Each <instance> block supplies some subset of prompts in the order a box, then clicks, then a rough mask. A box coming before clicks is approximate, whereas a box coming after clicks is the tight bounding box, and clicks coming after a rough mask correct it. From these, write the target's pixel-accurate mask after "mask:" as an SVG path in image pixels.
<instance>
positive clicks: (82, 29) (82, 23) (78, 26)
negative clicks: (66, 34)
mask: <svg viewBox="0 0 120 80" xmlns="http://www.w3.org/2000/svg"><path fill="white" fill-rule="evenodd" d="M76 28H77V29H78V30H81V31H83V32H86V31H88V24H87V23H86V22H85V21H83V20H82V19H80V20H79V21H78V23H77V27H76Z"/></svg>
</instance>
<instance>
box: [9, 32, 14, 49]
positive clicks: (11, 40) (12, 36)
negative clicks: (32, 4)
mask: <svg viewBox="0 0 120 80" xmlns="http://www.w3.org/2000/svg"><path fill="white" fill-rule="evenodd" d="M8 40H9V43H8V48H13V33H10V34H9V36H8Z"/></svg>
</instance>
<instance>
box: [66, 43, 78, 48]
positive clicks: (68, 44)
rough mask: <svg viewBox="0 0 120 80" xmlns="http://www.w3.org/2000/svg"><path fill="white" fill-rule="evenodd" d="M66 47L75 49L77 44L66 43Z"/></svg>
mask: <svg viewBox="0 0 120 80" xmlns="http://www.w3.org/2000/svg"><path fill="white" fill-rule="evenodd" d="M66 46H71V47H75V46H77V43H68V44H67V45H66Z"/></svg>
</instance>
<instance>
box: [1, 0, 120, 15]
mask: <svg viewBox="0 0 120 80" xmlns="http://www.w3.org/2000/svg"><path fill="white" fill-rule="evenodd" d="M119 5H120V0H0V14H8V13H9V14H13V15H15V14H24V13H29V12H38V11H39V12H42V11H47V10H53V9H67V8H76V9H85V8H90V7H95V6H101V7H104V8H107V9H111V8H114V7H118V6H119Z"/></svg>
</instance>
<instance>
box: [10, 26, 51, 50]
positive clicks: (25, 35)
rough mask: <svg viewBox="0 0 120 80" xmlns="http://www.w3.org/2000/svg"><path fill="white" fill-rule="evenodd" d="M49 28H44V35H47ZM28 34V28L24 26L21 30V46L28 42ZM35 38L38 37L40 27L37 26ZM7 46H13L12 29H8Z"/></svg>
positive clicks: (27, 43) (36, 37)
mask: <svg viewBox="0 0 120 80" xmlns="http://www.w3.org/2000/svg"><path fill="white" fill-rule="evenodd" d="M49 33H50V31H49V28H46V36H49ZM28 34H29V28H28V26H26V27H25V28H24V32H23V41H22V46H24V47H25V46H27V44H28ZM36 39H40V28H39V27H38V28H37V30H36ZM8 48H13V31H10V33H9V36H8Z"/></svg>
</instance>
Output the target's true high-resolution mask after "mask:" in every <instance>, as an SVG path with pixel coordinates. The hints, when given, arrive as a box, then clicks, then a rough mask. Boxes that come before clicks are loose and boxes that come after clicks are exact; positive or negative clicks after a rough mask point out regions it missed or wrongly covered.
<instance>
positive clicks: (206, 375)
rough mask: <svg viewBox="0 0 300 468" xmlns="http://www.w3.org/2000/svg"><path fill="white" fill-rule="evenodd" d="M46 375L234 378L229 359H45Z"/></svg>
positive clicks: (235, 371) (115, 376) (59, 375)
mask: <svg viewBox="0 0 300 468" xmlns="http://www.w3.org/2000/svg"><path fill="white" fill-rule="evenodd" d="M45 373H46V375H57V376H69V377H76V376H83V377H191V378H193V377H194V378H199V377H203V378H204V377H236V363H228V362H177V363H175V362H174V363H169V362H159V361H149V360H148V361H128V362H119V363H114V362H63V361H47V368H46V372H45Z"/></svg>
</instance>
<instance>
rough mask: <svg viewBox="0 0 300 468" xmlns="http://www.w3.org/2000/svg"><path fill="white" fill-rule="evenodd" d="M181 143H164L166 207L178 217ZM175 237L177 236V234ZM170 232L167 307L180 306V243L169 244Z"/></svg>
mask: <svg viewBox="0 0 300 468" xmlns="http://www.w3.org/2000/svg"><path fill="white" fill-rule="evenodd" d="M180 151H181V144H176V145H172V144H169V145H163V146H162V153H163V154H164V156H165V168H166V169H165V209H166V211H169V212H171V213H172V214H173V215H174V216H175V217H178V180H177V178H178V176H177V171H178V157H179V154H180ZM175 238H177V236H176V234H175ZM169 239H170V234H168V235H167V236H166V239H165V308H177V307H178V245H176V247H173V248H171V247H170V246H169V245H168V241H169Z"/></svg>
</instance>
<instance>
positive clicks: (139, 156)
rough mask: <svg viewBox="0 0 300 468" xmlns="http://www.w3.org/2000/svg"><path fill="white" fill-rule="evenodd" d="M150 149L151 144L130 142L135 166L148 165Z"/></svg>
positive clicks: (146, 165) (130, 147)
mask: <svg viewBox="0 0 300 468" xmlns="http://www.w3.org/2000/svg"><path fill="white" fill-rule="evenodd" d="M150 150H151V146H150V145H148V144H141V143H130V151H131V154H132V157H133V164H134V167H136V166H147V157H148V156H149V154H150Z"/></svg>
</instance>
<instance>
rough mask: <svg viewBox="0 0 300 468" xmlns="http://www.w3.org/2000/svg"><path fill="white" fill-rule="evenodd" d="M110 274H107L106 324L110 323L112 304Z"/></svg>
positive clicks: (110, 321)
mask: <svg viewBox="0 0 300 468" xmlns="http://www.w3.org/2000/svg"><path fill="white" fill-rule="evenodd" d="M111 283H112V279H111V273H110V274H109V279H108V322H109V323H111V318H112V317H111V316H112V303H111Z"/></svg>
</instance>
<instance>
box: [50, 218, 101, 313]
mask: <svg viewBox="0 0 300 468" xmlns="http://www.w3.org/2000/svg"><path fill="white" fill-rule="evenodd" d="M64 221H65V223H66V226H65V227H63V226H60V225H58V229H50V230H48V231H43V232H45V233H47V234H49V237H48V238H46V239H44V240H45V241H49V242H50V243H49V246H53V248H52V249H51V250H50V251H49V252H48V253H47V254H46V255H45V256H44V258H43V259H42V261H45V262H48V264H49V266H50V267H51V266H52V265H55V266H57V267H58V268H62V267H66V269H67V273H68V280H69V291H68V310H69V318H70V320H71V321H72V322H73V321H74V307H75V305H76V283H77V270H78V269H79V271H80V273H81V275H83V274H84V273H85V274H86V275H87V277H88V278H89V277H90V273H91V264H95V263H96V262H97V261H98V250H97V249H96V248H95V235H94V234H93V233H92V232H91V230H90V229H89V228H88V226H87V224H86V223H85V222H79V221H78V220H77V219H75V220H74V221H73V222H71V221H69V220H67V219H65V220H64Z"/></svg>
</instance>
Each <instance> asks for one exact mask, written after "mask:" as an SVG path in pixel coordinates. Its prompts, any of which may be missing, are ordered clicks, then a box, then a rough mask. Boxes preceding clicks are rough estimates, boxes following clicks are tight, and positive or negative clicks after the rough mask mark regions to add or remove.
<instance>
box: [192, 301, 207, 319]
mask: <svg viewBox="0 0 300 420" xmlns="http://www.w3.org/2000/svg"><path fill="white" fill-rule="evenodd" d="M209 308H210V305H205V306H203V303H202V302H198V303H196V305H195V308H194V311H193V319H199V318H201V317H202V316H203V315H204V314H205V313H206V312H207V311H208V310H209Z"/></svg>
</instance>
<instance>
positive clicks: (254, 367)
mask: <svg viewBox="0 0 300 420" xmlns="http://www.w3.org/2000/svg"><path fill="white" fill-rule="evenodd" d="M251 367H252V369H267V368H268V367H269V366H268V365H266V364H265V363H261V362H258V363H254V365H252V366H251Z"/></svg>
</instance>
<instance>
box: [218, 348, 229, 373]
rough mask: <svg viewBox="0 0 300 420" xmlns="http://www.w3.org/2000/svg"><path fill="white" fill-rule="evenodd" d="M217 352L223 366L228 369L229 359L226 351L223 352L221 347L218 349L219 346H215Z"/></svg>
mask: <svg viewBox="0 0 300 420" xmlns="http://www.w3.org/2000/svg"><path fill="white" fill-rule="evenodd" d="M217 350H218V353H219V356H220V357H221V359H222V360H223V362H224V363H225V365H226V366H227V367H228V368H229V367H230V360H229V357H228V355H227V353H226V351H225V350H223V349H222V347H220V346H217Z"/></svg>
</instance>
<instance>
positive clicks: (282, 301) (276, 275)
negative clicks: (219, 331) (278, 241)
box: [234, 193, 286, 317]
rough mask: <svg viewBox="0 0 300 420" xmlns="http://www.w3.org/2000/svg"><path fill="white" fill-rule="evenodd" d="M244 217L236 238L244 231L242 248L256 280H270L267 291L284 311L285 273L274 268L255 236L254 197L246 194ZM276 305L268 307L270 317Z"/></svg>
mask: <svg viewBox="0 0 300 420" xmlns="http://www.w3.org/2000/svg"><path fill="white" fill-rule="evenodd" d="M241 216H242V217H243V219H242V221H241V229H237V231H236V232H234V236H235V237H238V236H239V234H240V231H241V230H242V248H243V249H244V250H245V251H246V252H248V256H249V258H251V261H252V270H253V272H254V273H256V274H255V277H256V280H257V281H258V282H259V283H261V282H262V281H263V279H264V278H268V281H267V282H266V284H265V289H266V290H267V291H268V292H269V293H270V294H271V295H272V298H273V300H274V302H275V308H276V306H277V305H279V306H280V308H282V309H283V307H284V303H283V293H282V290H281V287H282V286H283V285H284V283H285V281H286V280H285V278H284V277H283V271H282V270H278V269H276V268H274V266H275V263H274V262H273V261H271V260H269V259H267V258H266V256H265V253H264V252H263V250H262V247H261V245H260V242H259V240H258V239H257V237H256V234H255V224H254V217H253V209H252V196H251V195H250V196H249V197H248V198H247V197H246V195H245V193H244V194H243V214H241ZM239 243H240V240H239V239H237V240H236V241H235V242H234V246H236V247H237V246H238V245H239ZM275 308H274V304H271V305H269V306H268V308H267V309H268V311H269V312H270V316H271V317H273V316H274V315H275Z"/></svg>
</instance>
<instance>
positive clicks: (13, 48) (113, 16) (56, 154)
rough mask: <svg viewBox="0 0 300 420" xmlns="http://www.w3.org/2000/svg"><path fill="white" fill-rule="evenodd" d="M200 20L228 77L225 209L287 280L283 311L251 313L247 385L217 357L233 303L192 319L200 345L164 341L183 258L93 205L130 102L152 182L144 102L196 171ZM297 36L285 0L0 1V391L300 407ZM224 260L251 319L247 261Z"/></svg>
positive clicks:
____________
Problem to work on:
In the material above, locate the line containing "47L75 49L77 44L66" and the line containing "28H44V35H47ZM28 34V28L24 26L21". Transcribe exactly those two lines and every line between them, and nothing more.

Task output:
rough mask: <svg viewBox="0 0 120 80" xmlns="http://www.w3.org/2000/svg"><path fill="white" fill-rule="evenodd" d="M66 47L75 49L77 44L66 43Z"/></svg>
mask: <svg viewBox="0 0 120 80" xmlns="http://www.w3.org/2000/svg"><path fill="white" fill-rule="evenodd" d="M66 46H71V47H75V46H77V43H68V44H67V45H66Z"/></svg>
</instance>
<instance>
box: [1, 0, 120, 15]
mask: <svg viewBox="0 0 120 80" xmlns="http://www.w3.org/2000/svg"><path fill="white" fill-rule="evenodd" d="M119 5H120V0H0V14H8V13H9V14H13V15H15V14H24V13H29V12H38V11H39V12H42V11H47V10H53V9H67V8H76V9H85V8H90V7H95V6H101V7H104V8H107V9H111V8H114V7H118V6H119Z"/></svg>
</instance>
<instance>
box: [10, 26, 51, 50]
positive clicks: (25, 35)
rough mask: <svg viewBox="0 0 120 80" xmlns="http://www.w3.org/2000/svg"><path fill="white" fill-rule="evenodd" d="M49 28H44V35H47ZM28 34V28L24 26L21 30V46L28 42ZM35 38L38 37L40 27L37 26ZM7 46H13L12 29H8Z"/></svg>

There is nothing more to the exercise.